WORK TO DO:
Rewrite the listing below as a numbered list with one line per entry, and leave out any blank lines.

** Start GIVEN RECORDS **

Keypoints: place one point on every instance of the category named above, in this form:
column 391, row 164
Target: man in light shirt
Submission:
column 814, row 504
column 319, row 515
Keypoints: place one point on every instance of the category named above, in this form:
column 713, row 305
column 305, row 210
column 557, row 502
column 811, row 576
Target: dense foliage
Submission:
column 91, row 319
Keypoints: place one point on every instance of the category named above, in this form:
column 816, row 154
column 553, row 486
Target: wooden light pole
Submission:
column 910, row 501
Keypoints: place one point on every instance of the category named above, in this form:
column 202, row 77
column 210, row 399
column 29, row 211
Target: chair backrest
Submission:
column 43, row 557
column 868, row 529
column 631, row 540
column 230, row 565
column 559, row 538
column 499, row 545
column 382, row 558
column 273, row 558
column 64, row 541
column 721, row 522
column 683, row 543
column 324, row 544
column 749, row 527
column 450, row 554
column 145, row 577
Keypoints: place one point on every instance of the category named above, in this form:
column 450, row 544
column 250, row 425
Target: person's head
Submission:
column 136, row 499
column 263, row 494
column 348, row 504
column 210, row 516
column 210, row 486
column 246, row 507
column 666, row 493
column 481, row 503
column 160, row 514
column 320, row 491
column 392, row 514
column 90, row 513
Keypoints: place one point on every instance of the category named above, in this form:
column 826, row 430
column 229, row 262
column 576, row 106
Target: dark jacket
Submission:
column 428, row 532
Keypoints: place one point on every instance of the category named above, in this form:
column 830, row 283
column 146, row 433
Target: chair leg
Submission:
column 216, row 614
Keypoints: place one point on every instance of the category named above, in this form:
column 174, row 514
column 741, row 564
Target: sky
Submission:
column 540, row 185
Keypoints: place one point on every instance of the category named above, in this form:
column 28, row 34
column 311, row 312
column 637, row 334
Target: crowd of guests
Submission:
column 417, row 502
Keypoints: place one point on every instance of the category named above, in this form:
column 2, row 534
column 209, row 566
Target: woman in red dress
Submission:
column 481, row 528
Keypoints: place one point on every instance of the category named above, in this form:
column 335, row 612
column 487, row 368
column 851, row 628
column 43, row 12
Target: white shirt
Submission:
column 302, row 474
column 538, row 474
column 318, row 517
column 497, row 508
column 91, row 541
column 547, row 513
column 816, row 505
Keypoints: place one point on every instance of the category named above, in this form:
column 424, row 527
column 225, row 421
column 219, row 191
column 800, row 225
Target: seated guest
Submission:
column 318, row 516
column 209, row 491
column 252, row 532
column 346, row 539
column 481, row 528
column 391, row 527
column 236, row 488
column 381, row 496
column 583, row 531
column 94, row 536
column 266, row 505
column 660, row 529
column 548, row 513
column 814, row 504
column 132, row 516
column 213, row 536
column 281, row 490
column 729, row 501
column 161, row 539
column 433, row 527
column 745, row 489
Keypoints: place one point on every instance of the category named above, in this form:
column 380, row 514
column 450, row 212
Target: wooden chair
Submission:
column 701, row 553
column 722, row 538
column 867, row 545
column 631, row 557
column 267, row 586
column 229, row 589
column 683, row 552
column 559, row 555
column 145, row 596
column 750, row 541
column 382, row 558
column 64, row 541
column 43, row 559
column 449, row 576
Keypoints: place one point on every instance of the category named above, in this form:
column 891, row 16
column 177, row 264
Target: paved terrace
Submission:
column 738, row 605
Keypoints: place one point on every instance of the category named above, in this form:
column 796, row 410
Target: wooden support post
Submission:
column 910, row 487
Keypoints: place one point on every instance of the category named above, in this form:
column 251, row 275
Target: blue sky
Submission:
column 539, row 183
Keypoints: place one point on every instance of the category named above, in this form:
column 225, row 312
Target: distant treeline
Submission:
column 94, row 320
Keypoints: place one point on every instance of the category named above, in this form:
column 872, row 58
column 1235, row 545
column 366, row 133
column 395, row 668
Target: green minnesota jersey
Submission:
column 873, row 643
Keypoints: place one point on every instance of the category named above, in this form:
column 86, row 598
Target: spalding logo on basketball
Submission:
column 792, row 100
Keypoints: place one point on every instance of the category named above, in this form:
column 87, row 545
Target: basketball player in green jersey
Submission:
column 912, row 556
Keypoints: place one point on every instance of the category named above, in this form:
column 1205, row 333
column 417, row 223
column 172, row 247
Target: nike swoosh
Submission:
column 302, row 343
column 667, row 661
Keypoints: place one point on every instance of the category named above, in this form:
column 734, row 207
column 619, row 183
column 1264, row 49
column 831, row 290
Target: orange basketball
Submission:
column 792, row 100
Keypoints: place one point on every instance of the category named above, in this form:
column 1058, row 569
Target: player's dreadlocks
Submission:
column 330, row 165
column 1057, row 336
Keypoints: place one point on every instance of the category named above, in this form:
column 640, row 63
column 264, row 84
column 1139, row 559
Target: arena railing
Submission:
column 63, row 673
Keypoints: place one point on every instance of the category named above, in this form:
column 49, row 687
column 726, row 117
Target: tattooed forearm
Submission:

** End GIVEN RECORDS **

OUTPUT FOR THIS EXERCISE:
1. Keypoints: place one point on every instance of the category named above, in this form:
2. column 391, row 164
3. Target: man in light shirt
4. Submission:
5. column 814, row 504
6. column 319, row 515
7. Keypoints: place one point on every instance of the category named above, in this form:
8. column 713, row 305
9. column 305, row 210
10. column 557, row 502
11. column 811, row 576
12. Target: dense foliage
13. Submission:
14. column 91, row 319
15. Keypoints: place one point on every instance of the category named above, in this form:
16. column 816, row 154
17. column 553, row 486
18. Target: wooden light pole
19. Submission:
20. column 910, row 501
21. Keypoints: place one point on every instance of the category named above, in this form:
22. column 202, row 77
23. column 210, row 399
24. column 29, row 211
25. Target: chair backrest
26. Submission:
27. column 43, row 557
28. column 868, row 529
29. column 631, row 540
30. column 230, row 565
31. column 559, row 538
32. column 499, row 545
33. column 382, row 558
34. column 273, row 558
35. column 64, row 541
36. column 721, row 522
37. column 683, row 543
38. column 324, row 544
39. column 749, row 527
40. column 450, row 554
41. column 145, row 577
42. Keypoints: place one point on every instance of the category named above, in this form:
43. column 450, row 544
44. column 250, row 425
45. Target: person's head
46. Submission:
47. column 136, row 499
48. column 263, row 494
49. column 348, row 504
50. column 210, row 516
51. column 210, row 486
52. column 246, row 507
53. column 666, row 493
54. column 481, row 503
55. column 160, row 514
56. column 320, row 491
57. column 392, row 514
58. column 90, row 513
59. Keypoints: place one point on every instance of the category named above, in this form:
60. column 826, row 430
61. column 229, row 262
62. column 576, row 106
63. Target: dark jacket
64. Submission:
65. column 428, row 532
66. Keypoints: place one point on every instance of the category named above, in this form:
67. column 830, row 283
68. column 146, row 433
69. Target: chair leg
70. Submission:
71. column 216, row 614
72. Keypoints: place one point on every instance of the category named above, in this form:
73. column 174, row 514
74. column 741, row 564
75. Target: sky
76. Submission:
77. column 540, row 185
78. Keypoints: place one point on every instance of the category named above, in this form:
79. column 28, row 34
80. column 311, row 312
81. column 637, row 334
82. Target: crowd of guests
83. Submission:
84. column 417, row 502
85. Keypoints: place one point on every instance of the category named above, in this form:
86. column 2, row 534
87. column 209, row 566
88. Target: woman in red dress
89. Submission:
90. column 481, row 528
91. Keypoints: place one point on every instance of the category named above, in this form:
92. column 335, row 612
93. column 487, row 368
94. column 851, row 628
95. column 43, row 12
96. Target: white shirt
97. Submission:
98. column 302, row 474
99. column 538, row 474
100. column 318, row 517
101. column 497, row 508
102. column 91, row 541
103. column 547, row 513
104. column 816, row 505
105. Keypoints: place one point on every instance of the category named above, in this form:
106. column 424, row 527
107. column 225, row 421
108. column 219, row 191
109. column 800, row 225
110. Target: seated guest
111. Submission:
112. column 318, row 516
113. column 209, row 491
114. column 252, row 532
115. column 346, row 539
116. column 481, row 528
117. column 391, row 527
118. column 236, row 488
119. column 381, row 496
120. column 583, row 531
121. column 94, row 536
122. column 266, row 505
123. column 660, row 529
124. column 548, row 513
125. column 814, row 504
126. column 132, row 516
127. column 213, row 536
128. column 281, row 490
129. column 729, row 501
130. column 161, row 539
131. column 433, row 527
132. column 745, row 489
133. Keypoints: place one point on every instance of the category named above, in this form:
134. column 380, row 514
135. column 450, row 212
136. Target: wooden chair
137. Submission:
138. column 701, row 553
139. column 722, row 538
140. column 867, row 545
141. column 631, row 557
142. column 267, row 586
143. column 229, row 589
144. column 683, row 552
145. column 559, row 555
146. column 145, row 596
147. column 750, row 541
148. column 382, row 558
149. column 64, row 541
150. column 43, row 559
151. column 449, row 576
152. Keypoints: place one point on every instance of the category named above, in this form:
153. column 891, row 16
154. column 177, row 264
155. Target: paved terrace
156. Submission:
157. column 738, row 605
158. Keypoints: place one point on every instance of the category named above, in this form:
159. column 796, row 410
160. Target: wooden support post
161. Submission:
162. column 910, row 487
163. Keypoints: place one point on every instance of the category named above, in this form:
164. column 251, row 275
165. Target: blue sky
166. Submission:
167. column 539, row 183
168. Keypoints: place one point on every instance of the category named above, in this form:
169. column 225, row 312
170. Target: distant treeline
171. Submission:
172. column 94, row 320
173. Keypoints: place one point on every instance of the category named above, in this form:
174. column 872, row 58
175. column 1235, row 545
176. column 366, row 133
177. column 395, row 668
178. Target: green minnesota jersey
179. Submission:
180. column 873, row 643
181. Keypoints: place one point on every instance of the category named above, in this form:
182. column 86, row 598
183. Target: spalding logo on basketball
184. Submission:
185. column 792, row 100
186. Keypoints: place one point on every instance of the category named above, in this form:
187. column 87, row 545
188. Target: basketball player in green jersey
189. Submission:
190. column 912, row 556
191. Keypoints: place one point on every instance of the category named above, in this form:
192. column 1205, row 333
193. column 417, row 223
194. column 172, row 247
195. Target: nike swoosh
196. Submission:
197. column 302, row 343
198. column 667, row 661
199. Keypoints: place one point on every instance of the category named above, in this form:
200. column 734, row 207
201. column 619, row 183
202. column 1264, row 49
203. column 831, row 290
204. Target: orange basketball
205. Submission:
206. column 792, row 100
207. Keypoints: place one point on every instance of the category named above, in this form:
208. column 1058, row 569
209. Target: player's dreadlocks
210. Submission:
211. column 330, row 165
212. column 1057, row 336
213. Keypoints: place one point on every instance of the category named above, in this form:
214. column 640, row 63
215. column 264, row 84
216. column 1139, row 559
217. Target: arena railing
218. Submission:
219. column 63, row 673
220. Keypoints: place one point on every instance of the category named above, in this form:
221. column 49, row 687
222. column 726, row 117
223. Target: tattooed forearm
224. Submission:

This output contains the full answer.